* **What this task involves**: Your answer must be the exact lines from the one holding "note: an instance" through the end of the entries, with no pictures.

* **Listed entries**:

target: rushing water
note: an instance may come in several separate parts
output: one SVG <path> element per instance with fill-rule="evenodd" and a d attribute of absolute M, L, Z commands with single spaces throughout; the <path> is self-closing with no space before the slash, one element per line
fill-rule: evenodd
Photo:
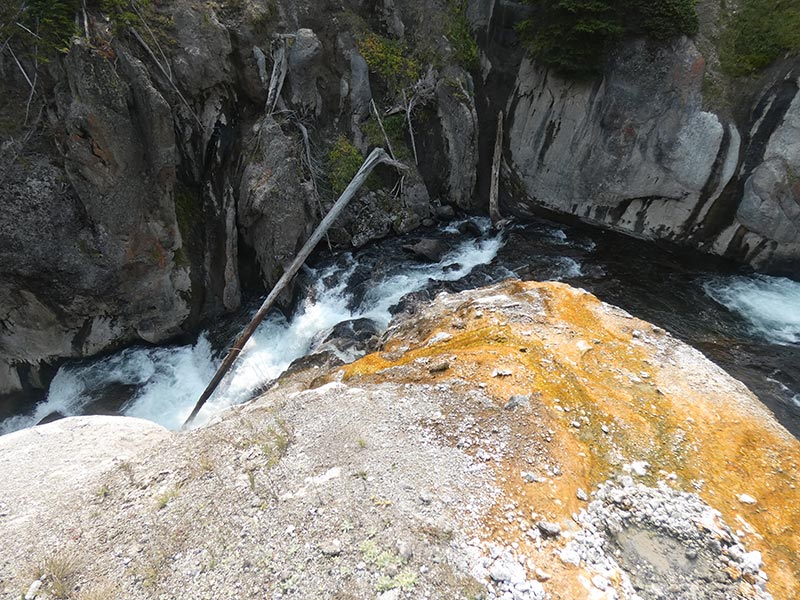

* **Expected answer**:
note: an instance may come in several separate parts
output: one SVG <path> element per instance with fill-rule="evenodd" and a d attribute of absolute M, L, Z commands with single spaces throughout; the <path> is self-closing with no space before the slash, one element per line
fill-rule: evenodd
Photo:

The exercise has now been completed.